> _What the task requires_
Please edit the listing below to replace "electrical outlet" with "wall socket", leaving every other part unchanged.

━━━━━━━━

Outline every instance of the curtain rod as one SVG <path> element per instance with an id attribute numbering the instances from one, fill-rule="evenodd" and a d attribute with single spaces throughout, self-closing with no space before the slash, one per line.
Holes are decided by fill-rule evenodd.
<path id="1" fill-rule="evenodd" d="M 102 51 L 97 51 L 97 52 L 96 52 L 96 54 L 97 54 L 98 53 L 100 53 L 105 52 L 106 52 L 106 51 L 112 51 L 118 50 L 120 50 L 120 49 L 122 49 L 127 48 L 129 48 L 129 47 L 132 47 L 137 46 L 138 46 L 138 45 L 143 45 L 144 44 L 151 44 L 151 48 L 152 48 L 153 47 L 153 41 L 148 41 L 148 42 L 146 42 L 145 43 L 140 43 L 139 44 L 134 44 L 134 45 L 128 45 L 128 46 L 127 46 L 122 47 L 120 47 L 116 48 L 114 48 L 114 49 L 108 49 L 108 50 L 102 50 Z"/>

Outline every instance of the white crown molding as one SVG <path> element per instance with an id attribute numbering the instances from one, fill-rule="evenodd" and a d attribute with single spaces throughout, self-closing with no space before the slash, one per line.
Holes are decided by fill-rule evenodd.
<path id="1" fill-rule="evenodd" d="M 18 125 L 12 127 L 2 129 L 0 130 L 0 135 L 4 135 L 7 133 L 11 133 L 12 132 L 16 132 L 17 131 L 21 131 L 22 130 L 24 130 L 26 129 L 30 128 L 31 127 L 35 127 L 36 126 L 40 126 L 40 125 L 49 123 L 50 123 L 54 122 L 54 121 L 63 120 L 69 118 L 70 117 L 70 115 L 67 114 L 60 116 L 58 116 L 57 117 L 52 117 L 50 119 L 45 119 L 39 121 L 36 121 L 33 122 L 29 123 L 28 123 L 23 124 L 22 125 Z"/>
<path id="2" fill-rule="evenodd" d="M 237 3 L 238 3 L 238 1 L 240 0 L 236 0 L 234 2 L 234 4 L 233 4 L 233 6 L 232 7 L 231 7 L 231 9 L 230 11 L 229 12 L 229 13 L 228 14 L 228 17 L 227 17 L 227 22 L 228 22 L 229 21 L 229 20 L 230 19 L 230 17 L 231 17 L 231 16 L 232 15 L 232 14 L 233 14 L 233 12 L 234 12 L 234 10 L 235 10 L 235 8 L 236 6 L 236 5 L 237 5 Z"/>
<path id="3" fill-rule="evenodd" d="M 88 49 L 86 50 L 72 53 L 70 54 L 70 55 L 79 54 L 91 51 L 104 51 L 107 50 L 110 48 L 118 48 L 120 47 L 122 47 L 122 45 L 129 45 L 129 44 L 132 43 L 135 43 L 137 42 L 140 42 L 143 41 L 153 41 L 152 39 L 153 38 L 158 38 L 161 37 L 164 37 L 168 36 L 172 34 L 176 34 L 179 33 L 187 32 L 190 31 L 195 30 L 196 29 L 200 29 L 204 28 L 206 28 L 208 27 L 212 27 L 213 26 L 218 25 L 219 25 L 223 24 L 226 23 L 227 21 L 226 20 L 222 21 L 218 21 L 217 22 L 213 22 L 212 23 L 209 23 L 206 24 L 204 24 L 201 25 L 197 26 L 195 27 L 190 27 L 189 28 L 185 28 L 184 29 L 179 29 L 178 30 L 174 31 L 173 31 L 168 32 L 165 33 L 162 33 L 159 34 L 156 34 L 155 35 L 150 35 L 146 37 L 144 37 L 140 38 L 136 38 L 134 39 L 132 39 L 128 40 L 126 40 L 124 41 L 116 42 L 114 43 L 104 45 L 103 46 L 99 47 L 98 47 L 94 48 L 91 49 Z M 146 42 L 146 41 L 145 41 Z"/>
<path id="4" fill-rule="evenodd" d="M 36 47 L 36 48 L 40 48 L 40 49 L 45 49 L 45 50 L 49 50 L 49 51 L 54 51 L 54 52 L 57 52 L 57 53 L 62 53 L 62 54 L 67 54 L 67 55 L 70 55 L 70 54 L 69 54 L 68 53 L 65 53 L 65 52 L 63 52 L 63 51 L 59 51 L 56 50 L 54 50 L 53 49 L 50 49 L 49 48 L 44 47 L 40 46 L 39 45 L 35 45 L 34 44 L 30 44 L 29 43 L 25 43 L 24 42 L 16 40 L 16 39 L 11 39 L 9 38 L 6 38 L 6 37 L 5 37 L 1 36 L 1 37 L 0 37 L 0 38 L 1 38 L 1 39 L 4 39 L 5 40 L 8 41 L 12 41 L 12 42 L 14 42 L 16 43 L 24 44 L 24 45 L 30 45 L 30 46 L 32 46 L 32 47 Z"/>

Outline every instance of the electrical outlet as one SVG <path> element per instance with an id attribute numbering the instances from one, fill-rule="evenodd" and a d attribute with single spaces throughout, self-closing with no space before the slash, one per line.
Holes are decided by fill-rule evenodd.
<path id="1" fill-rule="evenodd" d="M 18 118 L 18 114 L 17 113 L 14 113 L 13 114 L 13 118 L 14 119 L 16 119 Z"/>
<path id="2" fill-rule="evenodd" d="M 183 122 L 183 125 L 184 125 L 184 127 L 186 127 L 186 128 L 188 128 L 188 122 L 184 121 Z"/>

━━━━━━━━

> _Result of this exercise_
Outline every instance of the curtain rod as one SVG <path> element per instance with an id attribute numbering the instances from one, fill-rule="evenodd" and a d attribute with single spaces throughout, self-closing with no space before the slash, one per line.
Holes are decided by fill-rule evenodd.
<path id="1" fill-rule="evenodd" d="M 102 51 L 97 51 L 97 52 L 96 52 L 96 54 L 97 54 L 98 53 L 100 53 L 105 52 L 106 52 L 106 51 L 112 51 L 118 50 L 120 50 L 120 49 L 122 49 L 127 48 L 129 48 L 129 47 L 132 47 L 137 46 L 138 46 L 138 45 L 143 45 L 144 44 L 151 44 L 151 48 L 152 48 L 153 47 L 153 41 L 148 41 L 148 42 L 146 42 L 145 43 L 140 43 L 139 44 L 134 44 L 134 45 L 128 45 L 128 46 L 127 46 L 122 47 L 120 47 L 116 48 L 114 48 L 114 49 L 108 49 L 108 50 L 102 50 Z"/>

Outline every instance of the white crown molding as one SVG <path> element per instance with an id attribute numbering the instances from one, fill-rule="evenodd" and a d attribute with single spaces throughout, self-closing with no space before the slash, one per line.
Holes are decided by fill-rule evenodd.
<path id="1" fill-rule="evenodd" d="M 18 125 L 12 127 L 2 129 L 0 130 L 0 135 L 4 135 L 7 133 L 11 133 L 12 132 L 16 132 L 17 131 L 21 131 L 22 130 L 24 130 L 26 129 L 30 128 L 31 127 L 35 127 L 36 126 L 40 126 L 40 125 L 49 123 L 50 123 L 54 122 L 54 121 L 63 120 L 69 118 L 70 117 L 70 115 L 67 114 L 60 116 L 58 116 L 57 117 L 52 117 L 50 119 L 45 119 L 39 121 L 36 121 L 33 122 L 29 123 L 28 123 L 23 124 L 22 125 Z"/>
<path id="2" fill-rule="evenodd" d="M 237 3 L 238 3 L 238 1 L 240 0 L 236 0 L 234 2 L 234 4 L 233 4 L 233 6 L 232 7 L 231 7 L 231 9 L 230 11 L 229 12 L 229 13 L 228 14 L 228 17 L 227 17 L 227 22 L 228 22 L 229 21 L 229 20 L 230 19 L 230 17 L 231 17 L 231 16 L 232 15 L 232 14 L 233 14 L 233 12 L 234 12 L 234 10 L 235 10 L 235 8 L 236 6 L 236 5 L 237 5 Z"/>
<path id="3" fill-rule="evenodd" d="M 88 49 L 86 50 L 72 53 L 70 54 L 70 55 L 79 54 L 91 51 L 104 51 L 107 50 L 110 48 L 118 48 L 120 47 L 122 47 L 122 45 L 129 45 L 129 44 L 132 43 L 135 43 L 137 42 L 140 42 L 143 41 L 153 41 L 152 39 L 153 38 L 158 38 L 161 37 L 164 37 L 168 36 L 172 34 L 176 34 L 179 33 L 187 32 L 190 31 L 195 30 L 196 29 L 200 29 L 204 28 L 206 28 L 208 27 L 212 27 L 213 26 L 218 25 L 219 25 L 223 24 L 226 23 L 227 21 L 226 20 L 222 21 L 218 21 L 217 22 L 213 22 L 212 23 L 209 23 L 206 24 L 204 24 L 201 25 L 197 26 L 195 27 L 190 27 L 189 28 L 185 28 L 184 29 L 179 29 L 178 30 L 174 31 L 173 31 L 168 32 L 165 33 L 162 33 L 159 34 L 156 34 L 155 35 L 150 35 L 146 37 L 144 37 L 140 38 L 136 38 L 134 39 L 132 39 L 128 40 L 126 40 L 124 41 L 116 42 L 114 43 L 104 45 L 103 46 L 99 47 L 98 47 L 94 48 L 91 49 Z M 146 42 L 146 41 L 145 41 Z"/>
<path id="4" fill-rule="evenodd" d="M 36 47 L 36 48 L 40 48 L 40 49 L 45 49 L 45 50 L 49 50 L 49 51 L 54 51 L 54 52 L 57 52 L 57 53 L 62 53 L 62 54 L 67 54 L 67 55 L 70 55 L 70 54 L 69 54 L 68 53 L 65 53 L 65 52 L 63 52 L 63 51 L 59 51 L 56 50 L 54 50 L 53 49 L 50 49 L 49 48 L 44 47 L 40 46 L 39 45 L 35 45 L 34 44 L 30 44 L 29 43 L 25 43 L 24 42 L 16 40 L 16 39 L 11 39 L 9 38 L 6 38 L 6 37 L 5 37 L 1 36 L 1 37 L 0 37 L 0 38 L 1 38 L 1 39 L 4 39 L 5 40 L 8 41 L 12 41 L 12 42 L 14 42 L 16 43 L 24 44 L 24 45 L 30 45 L 30 46 L 32 46 L 32 47 Z"/>

Outline every instance of the wall socket as one SVG <path> element per instance with an id attribute numbering the instances from one, fill-rule="evenodd" and a d attribute with single spaces throughout, self-closing with no space before the slash, one per line.
Holes are decided by fill-rule evenodd.
<path id="1" fill-rule="evenodd" d="M 18 118 L 18 114 L 17 113 L 14 113 L 13 114 L 13 118 L 14 119 L 16 119 Z"/>
<path id="2" fill-rule="evenodd" d="M 183 122 L 183 125 L 184 125 L 184 127 L 186 127 L 186 128 L 188 128 L 188 122 L 184 121 Z"/>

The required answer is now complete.